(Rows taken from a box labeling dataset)
====================

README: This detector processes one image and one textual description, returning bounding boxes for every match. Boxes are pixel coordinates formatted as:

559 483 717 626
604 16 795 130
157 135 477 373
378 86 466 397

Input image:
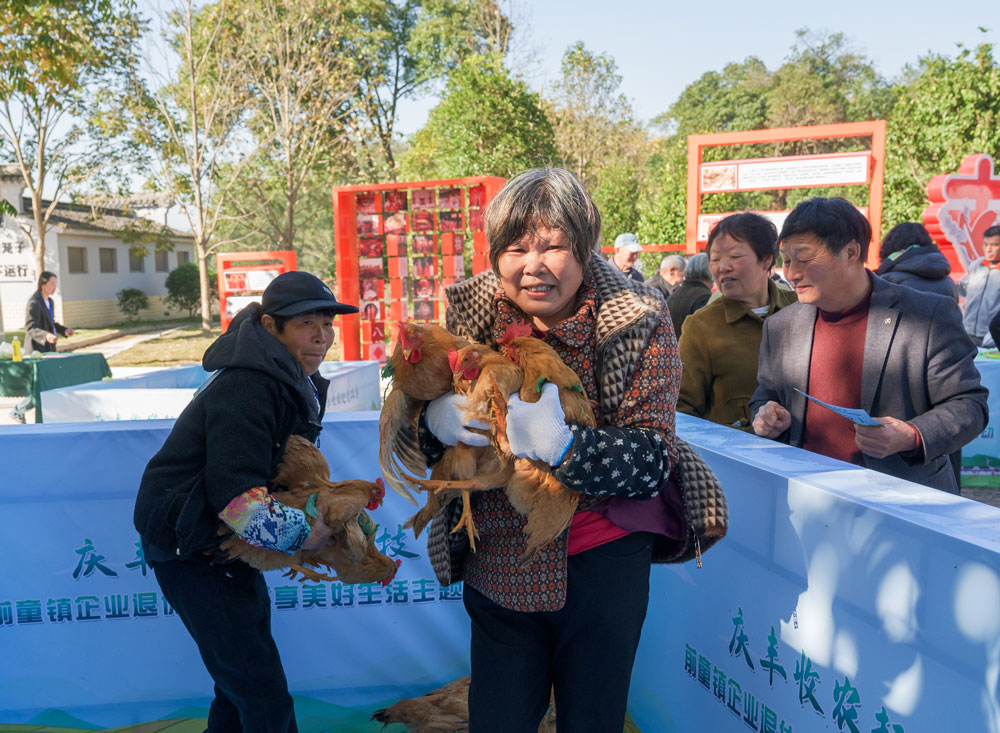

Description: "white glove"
424 392 490 446
507 382 573 466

====================

■ **GOAL OF THE EXERCISE**: Can you render every line of the listing above as a Markdown table with the columns "No." and "Line", skipping blank lines and leaving the pictures out?

■ **OUTPUT BELOW**:
| No. | Line |
|---|---|
| 1 | README: This detector processes one image and one textual description, returning bounding boxes for every match. Boxes are pixel coordinates formatted as: |
| 2 | 559 483 717 626 |
| 3 | 604 16 795 130 |
| 4 | 157 135 477 373 |
| 5 | 378 86 466 397 |
| 6 | Input image: |
| 7 | Description: "white glove" |
| 8 | 424 392 490 446 |
| 9 | 507 382 573 466 |